--- EXTRACTED INFORMATION ---
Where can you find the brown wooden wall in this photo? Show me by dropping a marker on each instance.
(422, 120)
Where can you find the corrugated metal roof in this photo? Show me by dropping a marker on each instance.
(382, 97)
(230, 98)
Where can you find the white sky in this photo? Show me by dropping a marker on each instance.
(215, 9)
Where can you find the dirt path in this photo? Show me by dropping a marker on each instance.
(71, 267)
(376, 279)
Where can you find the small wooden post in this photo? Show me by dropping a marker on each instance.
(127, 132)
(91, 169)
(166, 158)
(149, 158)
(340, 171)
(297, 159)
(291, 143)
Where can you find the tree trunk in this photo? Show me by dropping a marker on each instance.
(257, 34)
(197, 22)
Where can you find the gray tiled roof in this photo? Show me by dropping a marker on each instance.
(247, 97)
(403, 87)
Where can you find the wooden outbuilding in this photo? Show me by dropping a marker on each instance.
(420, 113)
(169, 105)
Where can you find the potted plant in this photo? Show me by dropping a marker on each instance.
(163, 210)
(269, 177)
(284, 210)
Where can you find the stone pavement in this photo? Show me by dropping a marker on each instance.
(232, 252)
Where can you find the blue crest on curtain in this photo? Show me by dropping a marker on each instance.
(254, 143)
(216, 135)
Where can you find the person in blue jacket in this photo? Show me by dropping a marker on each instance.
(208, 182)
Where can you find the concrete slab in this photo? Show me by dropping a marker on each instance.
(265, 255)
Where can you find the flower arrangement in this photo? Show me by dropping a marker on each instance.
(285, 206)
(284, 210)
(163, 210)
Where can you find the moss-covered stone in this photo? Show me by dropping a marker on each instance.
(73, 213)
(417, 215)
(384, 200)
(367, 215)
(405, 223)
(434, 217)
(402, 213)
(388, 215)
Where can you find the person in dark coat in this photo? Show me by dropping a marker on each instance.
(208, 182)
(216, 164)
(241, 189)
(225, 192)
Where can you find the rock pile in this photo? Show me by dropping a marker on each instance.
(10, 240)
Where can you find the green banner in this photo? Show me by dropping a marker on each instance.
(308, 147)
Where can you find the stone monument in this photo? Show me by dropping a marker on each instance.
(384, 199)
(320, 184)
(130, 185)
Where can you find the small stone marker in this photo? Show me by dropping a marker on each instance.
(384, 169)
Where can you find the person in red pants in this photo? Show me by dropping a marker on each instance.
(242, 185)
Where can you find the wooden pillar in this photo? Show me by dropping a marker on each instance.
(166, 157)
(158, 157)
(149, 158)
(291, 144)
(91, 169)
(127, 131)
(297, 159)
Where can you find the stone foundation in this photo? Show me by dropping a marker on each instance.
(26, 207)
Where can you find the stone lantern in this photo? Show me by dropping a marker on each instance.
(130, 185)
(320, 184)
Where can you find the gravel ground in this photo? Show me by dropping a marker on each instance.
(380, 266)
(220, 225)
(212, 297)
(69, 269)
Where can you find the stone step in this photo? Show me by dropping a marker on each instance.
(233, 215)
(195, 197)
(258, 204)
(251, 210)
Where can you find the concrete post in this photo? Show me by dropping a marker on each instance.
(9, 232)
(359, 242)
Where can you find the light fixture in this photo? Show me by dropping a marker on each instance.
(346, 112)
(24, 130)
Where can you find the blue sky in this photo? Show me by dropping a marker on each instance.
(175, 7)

--- TASK ---
Rewrite every one of the items above with "dropping a marker" changed to "placing a point", keeping everything else the same.

--- FULL RESPONSE ---
Where can you find the brown wooden wall in this photo? Show me by placing a point on each instance.
(422, 120)
Where can you find the corrugated metal roof in this photo? Show me by placing a point on each instance.
(382, 97)
(230, 98)
Where can you find the white sky in this photo? Show me by placing a point on each instance.
(215, 9)
Where can you find the dirt path in this photo? Show me by placing a point on each instance.
(71, 267)
(376, 279)
Where can you find the small wooden post in this photo? Show me by placing a point on each instance.
(127, 132)
(91, 169)
(166, 158)
(149, 158)
(340, 171)
(297, 159)
(291, 143)
Where can you find the tree trunk in this photo? Show me by placing a point on each instance.
(257, 34)
(197, 22)
Where can you find the gray tiled roof in this photo? Show me by placing a point on each instance.
(247, 97)
(403, 87)
Where can you find the wooden outbuilding in this photo? Show me by placing a point on each instance.
(420, 113)
(169, 105)
Where can you find the potted plant in this photo? Show me by placing a point on each instance.
(163, 210)
(269, 177)
(284, 210)
Where can you find the stone pavement in this photo? Show me by placing a point on each instance.
(232, 252)
Where can you find the blue crest on curtain in this photo? Show me by placing a point on each instance.
(254, 143)
(216, 135)
Where can you find the person in blue jacket in this photo? Show me by placing a point on each instance.
(208, 182)
Where can you find the concrete slab in this photo? Show me by placing a point on each instance.
(265, 255)
Where can you find the flower arrangement in this photo? Show me by placing a point on each instance.
(285, 206)
(284, 210)
(163, 210)
Where can you find the moss-covered stone in this photo? Show me by placing a point on each instance.
(73, 213)
(417, 215)
(384, 200)
(367, 215)
(405, 223)
(434, 217)
(402, 213)
(388, 215)
Where can you find the person in dark coat in this photo? Show me by placing a point on each instance.
(208, 182)
(216, 164)
(241, 189)
(225, 192)
Where can you find the rock pile in this photo? Show me by placing a point on each instance.
(10, 240)
Where can you find the green banner in this photo? Show me by placing a point on each instance.
(308, 147)
Where can you find the stone monument in this photo? Show me by placing a point on each instance.
(384, 199)
(320, 184)
(130, 185)
Where can you find the small stone marker in this photo? Show me by placing a point on each instance.
(384, 169)
Where can you find the person in red pants in this photo? Show me by placing a point on each instance.
(242, 185)
Where can you find the wooden pillar in this photo? Show me by placing a point on each instance.
(166, 157)
(158, 157)
(149, 158)
(291, 144)
(91, 169)
(127, 131)
(297, 159)
Where can you find the stone foundation in this photo? Show me by placing a point on each instance.
(26, 207)
Where can you find the stone lantern in this photo? Show me by placing a point on each instance.
(130, 185)
(320, 184)
Where can you find the gravel ground in this photo? Show me by placing a point on each instance.
(380, 266)
(220, 225)
(212, 297)
(69, 269)
Where can you find the stone step in this photo? Show me by placing a point on each instance.
(233, 215)
(195, 197)
(258, 204)
(251, 210)
Where can you find the concrete post in this photo? Show me by placing a point on each instance.
(9, 232)
(359, 242)
Where can you find the light fixture in this photo? Show me by placing a point on each instance.
(346, 112)
(24, 130)
Where can you find the blue sky in this photo? Show me by placing a point on each instance.
(175, 7)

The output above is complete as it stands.